→ **Text passage**:

Reporters Without Borders (RSF) and other human rights and press freedom organizations have turned to the United Nations Working Group on Enforced or Involuntary Disappearances to request an independent and impartial investigation into a journalist’s disappearance in northeastern Mozambique three months ago.

Ibraimo Mbaruco, a reporter for Rádio Comunitária de Palma, a community radio station in Palma, a remote coastal town in Cabo Delgado province, has been missing since 7 April when, in his last message, he said he was “surrounded by military.” None of the officials with whom the case has been raised, from the head of the Cabo Delgado provincial police to Mozambique’s prosecutor-general, has provided any indication at all as to what may have happened to him.

When Mbaruco’s brother tried calling his mobile phone on 8 June, it rang for the first time since his disappearance. He reported this to the National Agency for Criminal Investigations (SERNIC), which is supposed to be investigating his disappearance. The investigators promised to identify the phone’s location but the family has not heard back from them.

→ **Requirement 1**:
Rewrite the passage about the missing journalist in Mozambique, starting at the words "Ibraimo Mbaruco, a" and ending after "happened to him.", with "surrounded by military" changed to "surrounded by soldiers".
→ **Requirement 2**:
Based on the passage about the missing journalist in Mozambique, mark each statement yes or no, and quote the words of the passage that decide it: (a) Ibraimo Mbaruco has been missing since 7 April. (b) Mbaruco's brother reported the ringing phone to the Cabo Delgado provincial police. (c) The investigators have told the family where the phone is.
→ **Requirement 3**:
Continue the passage about the missing journalist in Mozambique, starting after its last sentence.

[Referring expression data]
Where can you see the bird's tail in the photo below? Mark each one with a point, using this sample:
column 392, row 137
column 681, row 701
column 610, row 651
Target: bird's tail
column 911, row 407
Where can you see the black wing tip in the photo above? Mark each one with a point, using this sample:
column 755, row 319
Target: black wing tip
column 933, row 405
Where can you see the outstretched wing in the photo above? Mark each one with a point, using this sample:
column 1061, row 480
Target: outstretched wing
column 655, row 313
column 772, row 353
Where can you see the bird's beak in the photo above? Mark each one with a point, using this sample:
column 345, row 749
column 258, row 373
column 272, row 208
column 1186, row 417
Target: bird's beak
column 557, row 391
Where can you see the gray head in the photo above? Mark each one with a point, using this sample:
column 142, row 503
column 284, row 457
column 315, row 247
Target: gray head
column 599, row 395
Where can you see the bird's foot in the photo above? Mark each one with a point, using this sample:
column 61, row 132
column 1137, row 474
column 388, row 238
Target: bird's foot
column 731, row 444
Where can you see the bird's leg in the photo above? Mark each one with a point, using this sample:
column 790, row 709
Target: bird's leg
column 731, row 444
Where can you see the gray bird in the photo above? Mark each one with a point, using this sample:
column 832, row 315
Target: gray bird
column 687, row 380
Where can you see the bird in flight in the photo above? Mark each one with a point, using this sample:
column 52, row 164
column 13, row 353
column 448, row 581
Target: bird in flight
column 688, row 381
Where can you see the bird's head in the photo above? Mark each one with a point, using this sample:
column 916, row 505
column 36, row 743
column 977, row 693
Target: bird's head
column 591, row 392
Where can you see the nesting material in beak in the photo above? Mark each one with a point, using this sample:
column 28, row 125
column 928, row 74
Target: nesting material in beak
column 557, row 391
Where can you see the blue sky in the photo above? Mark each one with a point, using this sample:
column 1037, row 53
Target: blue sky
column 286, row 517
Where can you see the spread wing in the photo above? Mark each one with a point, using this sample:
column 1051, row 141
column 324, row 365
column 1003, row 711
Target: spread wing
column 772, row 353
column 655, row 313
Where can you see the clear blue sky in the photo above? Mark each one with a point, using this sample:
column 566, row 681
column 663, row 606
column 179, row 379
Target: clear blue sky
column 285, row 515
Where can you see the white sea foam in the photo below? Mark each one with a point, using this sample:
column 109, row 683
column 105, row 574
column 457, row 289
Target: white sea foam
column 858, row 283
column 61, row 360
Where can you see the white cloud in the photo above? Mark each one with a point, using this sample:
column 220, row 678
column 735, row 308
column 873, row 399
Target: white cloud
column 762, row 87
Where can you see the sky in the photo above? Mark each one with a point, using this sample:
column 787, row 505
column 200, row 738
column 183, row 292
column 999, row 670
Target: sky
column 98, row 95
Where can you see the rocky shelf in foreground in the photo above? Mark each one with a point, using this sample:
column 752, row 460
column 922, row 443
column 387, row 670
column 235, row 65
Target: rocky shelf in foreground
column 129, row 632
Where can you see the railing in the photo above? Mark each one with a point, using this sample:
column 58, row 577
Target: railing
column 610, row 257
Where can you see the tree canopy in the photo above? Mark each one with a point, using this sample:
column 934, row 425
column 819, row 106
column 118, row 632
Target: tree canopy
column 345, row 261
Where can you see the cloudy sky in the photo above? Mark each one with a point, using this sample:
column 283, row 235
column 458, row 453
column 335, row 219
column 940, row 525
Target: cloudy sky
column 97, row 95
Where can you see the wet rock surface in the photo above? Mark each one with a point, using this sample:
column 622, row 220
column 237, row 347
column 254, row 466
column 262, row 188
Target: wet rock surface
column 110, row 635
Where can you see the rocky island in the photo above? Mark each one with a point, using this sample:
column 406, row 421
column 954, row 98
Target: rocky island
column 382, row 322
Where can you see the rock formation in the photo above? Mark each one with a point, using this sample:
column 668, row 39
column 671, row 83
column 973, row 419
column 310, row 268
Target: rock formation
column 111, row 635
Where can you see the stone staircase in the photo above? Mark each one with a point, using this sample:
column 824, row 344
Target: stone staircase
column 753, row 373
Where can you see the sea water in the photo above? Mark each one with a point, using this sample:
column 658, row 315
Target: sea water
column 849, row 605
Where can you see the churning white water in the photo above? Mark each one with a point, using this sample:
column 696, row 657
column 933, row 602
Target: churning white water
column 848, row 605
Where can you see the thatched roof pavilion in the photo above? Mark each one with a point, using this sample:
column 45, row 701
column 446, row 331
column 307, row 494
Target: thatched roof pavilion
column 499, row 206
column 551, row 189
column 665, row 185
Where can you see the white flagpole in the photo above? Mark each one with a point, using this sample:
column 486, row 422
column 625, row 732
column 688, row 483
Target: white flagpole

→ **Task output 1**:
Ibraimo Mbaruco, a reporter for Rádio Comunitária de Palma, a community radio station in Palma, a remote coastal town in Cabo Delgado province, has been missing since 7 April when, in his last message, he said he was “surrounded by soldiers.” None of the officials with whom the case has been raised, from the head of the Cabo Delgado provincial police to Mozambique’s prosecutor-general, has provided any indication at all as to what may have happened to him.

→ **Task output 2**:
(a) Yes: "has been missing since 7 April"
(b) No: "He reported this to the National Agency for Criminal Investigations (SERNIC)"
(c) No: "the family has not heard back from them"

→ **Task output 3**:
There has been an Islamist insurrection in Cabo Delgado province since 2017.  Hundreds of people have died in fighting between the army and rebels, while thousands have been displaced, and the authorities have done everything possible to prevent journalists from entering the region in order to cover the situation.

The silence from the authorities about this case of a journalist missing for the past three months is intolerable for the family, and we are determined to find out what happened to him,” said Arnaud Froger, the head of RSF’s Africa desk. “This is not the first time reporters have been roughed up, attacked or detained and held incommunicado in this province, which has been subject to growing violence in recent years. Is Ibraimo Mbaruco dead? Who were the soldiers surrounding him at the time of his last message? Is he being held and, if so where and on what grounds? There are many questions to which the Mozambican authorities must finally respond.”

Three weeks after Mbaruco went missing, RSF and 16 other human rights and press freedom organizations addressed an open letter to President Filipe Nyusi requesting a thorough and transparent investigation into his disappearance. No government or military official has so far reacted and all requests for information have gone unanswered.

Amade Abubacar and Germano Daniela Adriano, two journalists working for local radio and TV station Nacedje in Cabo Delgado’s Macomia district, were detained in a completely illegal manner by the army for several months in early 2019. Since their release in April 2019, they have continued to be charged with “spreading messages damaging to the Mozambican Armed Forces.”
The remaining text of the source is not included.